Lay out everything in the material below from the line containing "Diagnostic imaging module: highlight the tall" down to the line containing "(355, 2), (372, 447)" as a Markdown table with the columns No. and Line. Number each row, put one line per row, and leave out any blank lines.

▸ Rows from a dataset for labeling boxes:
········
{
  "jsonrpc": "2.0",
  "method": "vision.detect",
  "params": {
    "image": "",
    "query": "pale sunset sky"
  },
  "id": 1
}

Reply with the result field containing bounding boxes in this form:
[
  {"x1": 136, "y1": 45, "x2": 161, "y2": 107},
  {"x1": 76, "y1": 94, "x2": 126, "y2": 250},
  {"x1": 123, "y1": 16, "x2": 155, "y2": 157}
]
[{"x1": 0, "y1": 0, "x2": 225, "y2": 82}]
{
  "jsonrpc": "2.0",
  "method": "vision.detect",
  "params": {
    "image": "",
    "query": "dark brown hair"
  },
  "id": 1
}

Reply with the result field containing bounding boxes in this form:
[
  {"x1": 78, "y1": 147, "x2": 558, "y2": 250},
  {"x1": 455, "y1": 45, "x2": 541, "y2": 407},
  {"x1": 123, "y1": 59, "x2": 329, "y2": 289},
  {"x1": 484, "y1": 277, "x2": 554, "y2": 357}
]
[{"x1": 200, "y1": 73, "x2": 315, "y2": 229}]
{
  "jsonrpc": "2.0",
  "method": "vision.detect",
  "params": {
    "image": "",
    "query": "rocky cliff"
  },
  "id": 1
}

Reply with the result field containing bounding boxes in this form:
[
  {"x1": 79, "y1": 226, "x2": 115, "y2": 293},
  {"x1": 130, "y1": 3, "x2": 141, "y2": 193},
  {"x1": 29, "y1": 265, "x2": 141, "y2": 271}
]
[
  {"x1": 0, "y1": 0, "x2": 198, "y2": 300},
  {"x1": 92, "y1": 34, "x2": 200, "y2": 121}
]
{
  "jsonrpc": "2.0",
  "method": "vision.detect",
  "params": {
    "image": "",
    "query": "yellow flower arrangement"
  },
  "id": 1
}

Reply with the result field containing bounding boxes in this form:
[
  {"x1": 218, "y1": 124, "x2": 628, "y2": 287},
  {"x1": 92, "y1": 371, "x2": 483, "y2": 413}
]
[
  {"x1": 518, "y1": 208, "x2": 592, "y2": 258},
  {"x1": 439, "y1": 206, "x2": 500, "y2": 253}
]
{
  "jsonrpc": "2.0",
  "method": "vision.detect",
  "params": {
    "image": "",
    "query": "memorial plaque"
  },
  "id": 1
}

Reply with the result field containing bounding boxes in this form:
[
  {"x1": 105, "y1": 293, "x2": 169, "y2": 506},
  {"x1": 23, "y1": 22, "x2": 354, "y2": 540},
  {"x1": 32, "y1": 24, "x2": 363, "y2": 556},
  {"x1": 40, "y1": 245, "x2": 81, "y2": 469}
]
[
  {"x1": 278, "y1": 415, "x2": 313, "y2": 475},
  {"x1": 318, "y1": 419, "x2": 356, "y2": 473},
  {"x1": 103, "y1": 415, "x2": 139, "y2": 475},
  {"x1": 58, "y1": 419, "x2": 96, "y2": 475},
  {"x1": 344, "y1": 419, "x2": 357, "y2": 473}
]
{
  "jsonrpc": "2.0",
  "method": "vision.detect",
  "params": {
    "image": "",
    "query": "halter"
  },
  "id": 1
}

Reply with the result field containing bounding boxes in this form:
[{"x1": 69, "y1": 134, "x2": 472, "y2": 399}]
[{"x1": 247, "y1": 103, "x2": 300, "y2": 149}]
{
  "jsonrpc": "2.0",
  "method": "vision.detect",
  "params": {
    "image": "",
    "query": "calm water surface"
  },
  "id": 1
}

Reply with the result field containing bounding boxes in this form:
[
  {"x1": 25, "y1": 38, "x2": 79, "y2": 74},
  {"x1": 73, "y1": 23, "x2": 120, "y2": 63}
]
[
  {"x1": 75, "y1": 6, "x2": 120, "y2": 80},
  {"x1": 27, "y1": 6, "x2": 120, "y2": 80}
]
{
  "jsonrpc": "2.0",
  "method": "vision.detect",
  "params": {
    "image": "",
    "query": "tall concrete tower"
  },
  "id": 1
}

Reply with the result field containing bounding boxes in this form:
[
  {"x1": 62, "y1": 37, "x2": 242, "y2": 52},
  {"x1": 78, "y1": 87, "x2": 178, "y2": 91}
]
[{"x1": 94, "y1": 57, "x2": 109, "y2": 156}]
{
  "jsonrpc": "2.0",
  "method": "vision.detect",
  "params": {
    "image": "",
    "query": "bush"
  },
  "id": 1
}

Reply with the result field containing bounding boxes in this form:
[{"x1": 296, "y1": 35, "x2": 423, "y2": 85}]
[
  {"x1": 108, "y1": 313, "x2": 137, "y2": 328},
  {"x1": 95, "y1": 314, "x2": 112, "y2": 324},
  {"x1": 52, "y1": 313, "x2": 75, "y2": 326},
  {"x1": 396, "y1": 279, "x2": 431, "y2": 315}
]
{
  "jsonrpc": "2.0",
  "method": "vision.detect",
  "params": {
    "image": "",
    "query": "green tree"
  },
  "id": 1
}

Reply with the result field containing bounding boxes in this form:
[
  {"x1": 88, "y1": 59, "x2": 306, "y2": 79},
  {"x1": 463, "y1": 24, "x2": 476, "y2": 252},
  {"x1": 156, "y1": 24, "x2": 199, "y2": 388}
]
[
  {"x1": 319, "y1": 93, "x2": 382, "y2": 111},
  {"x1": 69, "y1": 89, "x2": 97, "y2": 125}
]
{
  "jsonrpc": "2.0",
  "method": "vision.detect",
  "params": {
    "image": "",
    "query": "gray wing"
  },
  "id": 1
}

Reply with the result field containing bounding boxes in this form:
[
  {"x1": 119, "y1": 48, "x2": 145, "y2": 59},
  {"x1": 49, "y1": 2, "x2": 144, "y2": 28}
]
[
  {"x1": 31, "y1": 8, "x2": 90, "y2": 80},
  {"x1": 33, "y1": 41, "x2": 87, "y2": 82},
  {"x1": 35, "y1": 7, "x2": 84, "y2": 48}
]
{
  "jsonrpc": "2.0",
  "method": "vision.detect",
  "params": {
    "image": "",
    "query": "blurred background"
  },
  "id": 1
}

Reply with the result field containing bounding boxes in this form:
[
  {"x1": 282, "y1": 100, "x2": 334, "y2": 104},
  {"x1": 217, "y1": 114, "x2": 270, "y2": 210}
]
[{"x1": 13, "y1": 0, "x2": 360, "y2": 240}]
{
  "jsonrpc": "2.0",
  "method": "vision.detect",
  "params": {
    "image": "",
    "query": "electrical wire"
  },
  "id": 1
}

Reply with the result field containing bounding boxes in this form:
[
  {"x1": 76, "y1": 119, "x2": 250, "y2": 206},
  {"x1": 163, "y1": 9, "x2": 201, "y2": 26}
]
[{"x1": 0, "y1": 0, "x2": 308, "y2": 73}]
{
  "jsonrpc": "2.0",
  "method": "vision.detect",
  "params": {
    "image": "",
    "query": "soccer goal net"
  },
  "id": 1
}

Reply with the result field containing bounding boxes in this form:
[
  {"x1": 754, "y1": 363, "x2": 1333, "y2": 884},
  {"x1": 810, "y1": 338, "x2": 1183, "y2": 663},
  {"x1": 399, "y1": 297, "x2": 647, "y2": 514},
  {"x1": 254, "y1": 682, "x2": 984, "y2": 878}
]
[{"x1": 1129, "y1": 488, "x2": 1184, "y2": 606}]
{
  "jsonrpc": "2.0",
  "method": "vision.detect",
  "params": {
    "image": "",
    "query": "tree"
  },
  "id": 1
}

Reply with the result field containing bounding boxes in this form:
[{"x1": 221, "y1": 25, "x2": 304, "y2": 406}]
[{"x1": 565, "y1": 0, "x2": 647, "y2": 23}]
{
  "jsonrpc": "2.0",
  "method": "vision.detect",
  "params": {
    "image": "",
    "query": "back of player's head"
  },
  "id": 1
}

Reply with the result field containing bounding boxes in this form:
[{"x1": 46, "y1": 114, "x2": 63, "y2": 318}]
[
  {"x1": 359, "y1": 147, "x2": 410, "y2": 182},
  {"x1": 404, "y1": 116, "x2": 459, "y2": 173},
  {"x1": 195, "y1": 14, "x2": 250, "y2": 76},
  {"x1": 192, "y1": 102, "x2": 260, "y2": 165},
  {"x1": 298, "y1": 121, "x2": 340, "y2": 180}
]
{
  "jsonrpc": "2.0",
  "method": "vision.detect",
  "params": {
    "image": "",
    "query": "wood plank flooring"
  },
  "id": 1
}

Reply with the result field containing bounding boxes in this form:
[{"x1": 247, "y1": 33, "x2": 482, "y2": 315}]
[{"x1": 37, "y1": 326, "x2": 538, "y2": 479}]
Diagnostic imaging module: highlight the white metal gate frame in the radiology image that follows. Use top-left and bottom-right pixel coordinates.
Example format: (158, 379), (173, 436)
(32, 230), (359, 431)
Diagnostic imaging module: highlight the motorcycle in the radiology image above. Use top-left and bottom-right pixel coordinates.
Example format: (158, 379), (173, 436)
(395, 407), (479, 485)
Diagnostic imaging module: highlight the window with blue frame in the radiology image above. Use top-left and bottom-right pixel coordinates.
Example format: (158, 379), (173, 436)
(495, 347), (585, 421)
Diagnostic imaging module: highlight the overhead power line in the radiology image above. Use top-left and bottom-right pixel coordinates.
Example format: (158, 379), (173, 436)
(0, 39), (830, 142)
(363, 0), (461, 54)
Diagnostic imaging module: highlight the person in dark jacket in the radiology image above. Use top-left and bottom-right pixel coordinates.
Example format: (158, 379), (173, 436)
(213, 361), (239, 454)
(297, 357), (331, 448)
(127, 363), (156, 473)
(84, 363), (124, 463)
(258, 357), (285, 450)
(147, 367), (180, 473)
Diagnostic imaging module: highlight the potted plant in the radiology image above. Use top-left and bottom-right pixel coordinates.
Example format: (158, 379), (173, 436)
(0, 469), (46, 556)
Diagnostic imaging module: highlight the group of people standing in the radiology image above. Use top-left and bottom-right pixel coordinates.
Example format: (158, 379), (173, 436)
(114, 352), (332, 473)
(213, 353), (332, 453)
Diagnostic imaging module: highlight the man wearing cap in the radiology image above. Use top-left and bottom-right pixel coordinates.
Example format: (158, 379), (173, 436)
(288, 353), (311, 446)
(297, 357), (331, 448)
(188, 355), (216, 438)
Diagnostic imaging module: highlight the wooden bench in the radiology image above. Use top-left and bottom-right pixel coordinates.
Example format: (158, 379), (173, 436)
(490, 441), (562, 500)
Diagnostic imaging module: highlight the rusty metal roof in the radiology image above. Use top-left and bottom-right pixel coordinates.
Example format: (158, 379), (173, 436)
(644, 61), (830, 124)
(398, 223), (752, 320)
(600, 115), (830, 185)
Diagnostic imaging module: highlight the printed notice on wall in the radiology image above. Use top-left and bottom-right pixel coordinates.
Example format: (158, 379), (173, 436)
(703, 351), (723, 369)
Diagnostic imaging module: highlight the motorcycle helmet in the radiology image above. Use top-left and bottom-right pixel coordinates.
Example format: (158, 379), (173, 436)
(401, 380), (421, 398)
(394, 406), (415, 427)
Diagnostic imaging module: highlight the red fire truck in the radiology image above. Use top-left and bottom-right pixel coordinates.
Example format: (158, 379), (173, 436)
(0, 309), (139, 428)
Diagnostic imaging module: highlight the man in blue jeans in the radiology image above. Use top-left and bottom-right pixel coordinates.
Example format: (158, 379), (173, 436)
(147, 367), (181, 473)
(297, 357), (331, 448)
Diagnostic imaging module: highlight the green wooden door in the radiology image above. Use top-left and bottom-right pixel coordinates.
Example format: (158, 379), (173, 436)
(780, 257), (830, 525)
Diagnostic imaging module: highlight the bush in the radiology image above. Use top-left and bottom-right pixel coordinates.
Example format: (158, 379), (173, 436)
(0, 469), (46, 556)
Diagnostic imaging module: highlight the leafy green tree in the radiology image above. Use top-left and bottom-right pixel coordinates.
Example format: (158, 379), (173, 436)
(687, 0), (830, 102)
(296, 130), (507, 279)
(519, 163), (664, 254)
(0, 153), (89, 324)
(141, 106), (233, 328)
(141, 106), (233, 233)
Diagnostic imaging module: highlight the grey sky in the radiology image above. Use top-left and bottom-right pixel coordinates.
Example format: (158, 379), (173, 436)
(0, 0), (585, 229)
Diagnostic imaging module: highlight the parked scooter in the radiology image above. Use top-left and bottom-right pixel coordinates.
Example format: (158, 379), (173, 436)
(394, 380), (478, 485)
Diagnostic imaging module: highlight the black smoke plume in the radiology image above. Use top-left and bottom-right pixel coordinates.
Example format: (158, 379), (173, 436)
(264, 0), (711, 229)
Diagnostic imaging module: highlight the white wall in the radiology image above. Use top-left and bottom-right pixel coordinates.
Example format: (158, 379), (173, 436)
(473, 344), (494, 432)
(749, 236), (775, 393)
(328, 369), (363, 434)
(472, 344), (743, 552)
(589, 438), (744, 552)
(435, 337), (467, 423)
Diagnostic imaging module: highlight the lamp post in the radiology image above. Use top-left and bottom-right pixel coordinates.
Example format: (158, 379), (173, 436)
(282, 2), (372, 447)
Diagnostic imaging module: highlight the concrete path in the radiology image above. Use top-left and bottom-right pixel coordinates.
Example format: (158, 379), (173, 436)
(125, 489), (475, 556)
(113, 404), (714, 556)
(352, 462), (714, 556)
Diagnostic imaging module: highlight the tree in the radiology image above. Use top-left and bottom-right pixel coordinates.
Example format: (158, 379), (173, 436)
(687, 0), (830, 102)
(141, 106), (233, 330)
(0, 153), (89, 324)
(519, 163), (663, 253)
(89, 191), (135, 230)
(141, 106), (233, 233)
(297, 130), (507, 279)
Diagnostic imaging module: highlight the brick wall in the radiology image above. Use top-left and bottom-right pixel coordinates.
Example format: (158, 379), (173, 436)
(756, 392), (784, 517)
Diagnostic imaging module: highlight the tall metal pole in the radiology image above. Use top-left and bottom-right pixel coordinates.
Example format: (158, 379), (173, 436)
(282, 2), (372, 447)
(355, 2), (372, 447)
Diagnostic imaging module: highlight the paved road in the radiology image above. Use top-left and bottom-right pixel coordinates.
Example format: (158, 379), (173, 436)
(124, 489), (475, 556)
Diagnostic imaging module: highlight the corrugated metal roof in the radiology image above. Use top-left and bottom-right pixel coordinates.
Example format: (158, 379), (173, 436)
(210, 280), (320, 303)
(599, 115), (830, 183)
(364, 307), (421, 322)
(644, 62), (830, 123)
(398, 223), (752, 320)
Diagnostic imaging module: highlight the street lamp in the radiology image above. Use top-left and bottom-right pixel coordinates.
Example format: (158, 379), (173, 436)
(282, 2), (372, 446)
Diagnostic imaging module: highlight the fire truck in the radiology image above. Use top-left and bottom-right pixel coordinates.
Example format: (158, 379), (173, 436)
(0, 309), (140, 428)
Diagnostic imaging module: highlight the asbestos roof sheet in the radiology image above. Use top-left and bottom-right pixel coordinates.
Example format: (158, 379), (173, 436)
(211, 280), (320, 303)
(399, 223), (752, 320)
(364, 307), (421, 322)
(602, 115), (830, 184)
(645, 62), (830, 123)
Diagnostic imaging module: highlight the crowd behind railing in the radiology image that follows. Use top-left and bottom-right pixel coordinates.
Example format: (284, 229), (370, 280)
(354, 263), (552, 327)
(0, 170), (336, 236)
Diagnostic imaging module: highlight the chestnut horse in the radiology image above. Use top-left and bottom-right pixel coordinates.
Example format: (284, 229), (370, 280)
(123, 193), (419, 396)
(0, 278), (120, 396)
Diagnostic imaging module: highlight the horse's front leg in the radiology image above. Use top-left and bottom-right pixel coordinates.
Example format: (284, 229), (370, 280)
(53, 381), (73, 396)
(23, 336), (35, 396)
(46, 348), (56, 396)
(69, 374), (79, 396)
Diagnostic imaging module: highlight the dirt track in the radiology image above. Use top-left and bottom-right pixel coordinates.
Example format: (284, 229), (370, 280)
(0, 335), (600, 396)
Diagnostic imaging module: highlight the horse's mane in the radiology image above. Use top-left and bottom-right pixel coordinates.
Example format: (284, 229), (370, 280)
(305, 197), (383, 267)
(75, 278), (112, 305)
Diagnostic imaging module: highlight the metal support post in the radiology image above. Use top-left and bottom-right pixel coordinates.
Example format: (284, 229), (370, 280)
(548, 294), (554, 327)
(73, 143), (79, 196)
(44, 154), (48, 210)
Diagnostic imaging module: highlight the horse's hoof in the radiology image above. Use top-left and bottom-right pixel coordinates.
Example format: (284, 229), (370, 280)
········
▸ ANSWER:
| No. | Line |
|---|---|
| 1 | Diagnostic imaging module: highlight the tall metal pole in the radiology image above. Use top-left and bottom-right pixel coordinates. |
| 2 | Example format: (158, 379), (173, 436) |
| 3 | (282, 2), (372, 447) |
| 4 | (355, 2), (372, 447) |